**TÂCHE A:** Recopiez le passage présenté en commençant aux mots « La seule fois » et en vous arrêtant après « Jules Roy l’était. ». Substituez-y « ancien colon » à « vieux colon ».
**TÂCHE B:** Pour chaque affirmation, dites par oui ou par non si elle concorde avec le passage présenté, et citez mot pour mot les termes qui tranchent. (i) Jules Roy était colonel dans l’armée de l’air. (ii) Benamou mentionne Jules Roy à plusieurs reprises. (iii) La formule de Camus est « Je préfère la justice à ma mère ».
::: PASSAGE PRÉSENTÉ
Que dire du panégyrique de Camus qu’il dresse en tentant laborieusement d’
éclaircir sa fameuse formule : « Je préfère ma mère à la justice » (traduisons
 : je préfère les Français d’Algérie au fln, son combat fût-il juste). Mais,
s’en étonnera-t-on, silence sur le Jules Roy de La Guerre d’Algérie [14] qui
préférait, de son côté, aimer autant la justice que sa mère, Jules Roy, tout
autant Pied-Noir que Camus, et au surplus colonel de l’armée de l’air et à
contre-courant de son milieu militaire d’origine : il déclara finalement,
non sans douleur, ne pouvoir que soutenir le camp des pouilleux violentés.

La seule fois où Benamou mentionne Jules Roy (p. 249), c’est pour noter qu’
un vieux colon qui lui ressemblait était antisémite. Ceci dit, il ne faut
surtout pas comprendre que Jules Roy l’était.
::::::
::: EXTRAITS DE LIGNES
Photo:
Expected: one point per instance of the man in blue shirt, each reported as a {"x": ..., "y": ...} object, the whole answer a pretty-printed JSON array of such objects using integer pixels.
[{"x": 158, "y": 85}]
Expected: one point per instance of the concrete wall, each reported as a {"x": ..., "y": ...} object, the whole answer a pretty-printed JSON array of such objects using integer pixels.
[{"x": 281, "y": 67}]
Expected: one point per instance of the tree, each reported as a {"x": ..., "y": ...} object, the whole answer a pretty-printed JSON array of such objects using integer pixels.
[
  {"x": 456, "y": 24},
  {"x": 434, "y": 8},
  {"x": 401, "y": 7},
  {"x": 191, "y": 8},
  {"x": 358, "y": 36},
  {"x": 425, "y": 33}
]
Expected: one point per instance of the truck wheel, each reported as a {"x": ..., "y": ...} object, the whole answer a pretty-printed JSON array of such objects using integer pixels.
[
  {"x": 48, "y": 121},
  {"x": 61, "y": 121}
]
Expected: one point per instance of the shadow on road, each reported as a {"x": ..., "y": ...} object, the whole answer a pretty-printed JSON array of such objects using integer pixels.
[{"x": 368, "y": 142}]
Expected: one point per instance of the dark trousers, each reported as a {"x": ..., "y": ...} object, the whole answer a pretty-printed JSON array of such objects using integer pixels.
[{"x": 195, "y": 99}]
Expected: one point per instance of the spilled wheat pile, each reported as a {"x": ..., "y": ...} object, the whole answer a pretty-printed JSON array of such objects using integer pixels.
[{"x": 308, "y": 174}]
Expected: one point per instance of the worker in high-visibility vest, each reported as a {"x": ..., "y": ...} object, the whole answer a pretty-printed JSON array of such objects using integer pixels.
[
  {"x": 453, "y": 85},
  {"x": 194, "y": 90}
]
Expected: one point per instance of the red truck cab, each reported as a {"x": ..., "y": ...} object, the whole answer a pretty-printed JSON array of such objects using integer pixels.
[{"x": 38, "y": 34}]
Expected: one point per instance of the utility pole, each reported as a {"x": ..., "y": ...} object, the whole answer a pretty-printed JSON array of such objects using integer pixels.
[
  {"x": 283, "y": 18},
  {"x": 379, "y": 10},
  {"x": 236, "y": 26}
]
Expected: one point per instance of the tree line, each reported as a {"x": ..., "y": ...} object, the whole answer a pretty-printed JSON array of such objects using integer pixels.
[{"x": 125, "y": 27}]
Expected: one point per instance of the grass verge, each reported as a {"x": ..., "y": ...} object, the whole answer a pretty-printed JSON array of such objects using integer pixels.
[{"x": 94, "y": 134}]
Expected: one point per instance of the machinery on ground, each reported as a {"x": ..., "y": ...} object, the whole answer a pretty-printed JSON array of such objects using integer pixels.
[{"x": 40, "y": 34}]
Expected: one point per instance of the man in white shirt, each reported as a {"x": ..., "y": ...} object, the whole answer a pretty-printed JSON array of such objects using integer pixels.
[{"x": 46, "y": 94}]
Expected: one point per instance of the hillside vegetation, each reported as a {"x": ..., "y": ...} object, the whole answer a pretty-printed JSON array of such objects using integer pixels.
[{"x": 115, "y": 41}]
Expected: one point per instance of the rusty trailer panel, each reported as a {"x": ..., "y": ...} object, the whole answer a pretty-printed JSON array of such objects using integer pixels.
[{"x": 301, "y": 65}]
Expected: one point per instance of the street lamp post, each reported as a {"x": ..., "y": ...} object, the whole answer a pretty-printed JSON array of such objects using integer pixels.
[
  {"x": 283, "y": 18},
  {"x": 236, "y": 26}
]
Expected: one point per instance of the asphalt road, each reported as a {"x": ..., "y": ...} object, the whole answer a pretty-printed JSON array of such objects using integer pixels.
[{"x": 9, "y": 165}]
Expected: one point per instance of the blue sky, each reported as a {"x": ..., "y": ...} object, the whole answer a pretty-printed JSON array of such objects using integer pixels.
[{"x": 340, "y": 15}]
::::::
**SOLUTION RÉDIGÉE A:**
La seule fois où Benamou mentionne Jules Roy (p. 249), c’est pour noter qu’
un ancien colon qui lui ressemblait était antisémite. Ceci dit, il ne faut
surtout pas comprendre que Jules Roy l’était.

**SOLUTION RÉDIGÉE B:**
(i) Oui : « colonel de l’armée de l’air ».
(ii) Non : « La seule fois où Benamou mentionne Jules Roy (p. 249) ».
(iii) Non : « Je préfère ma mère à la justice ».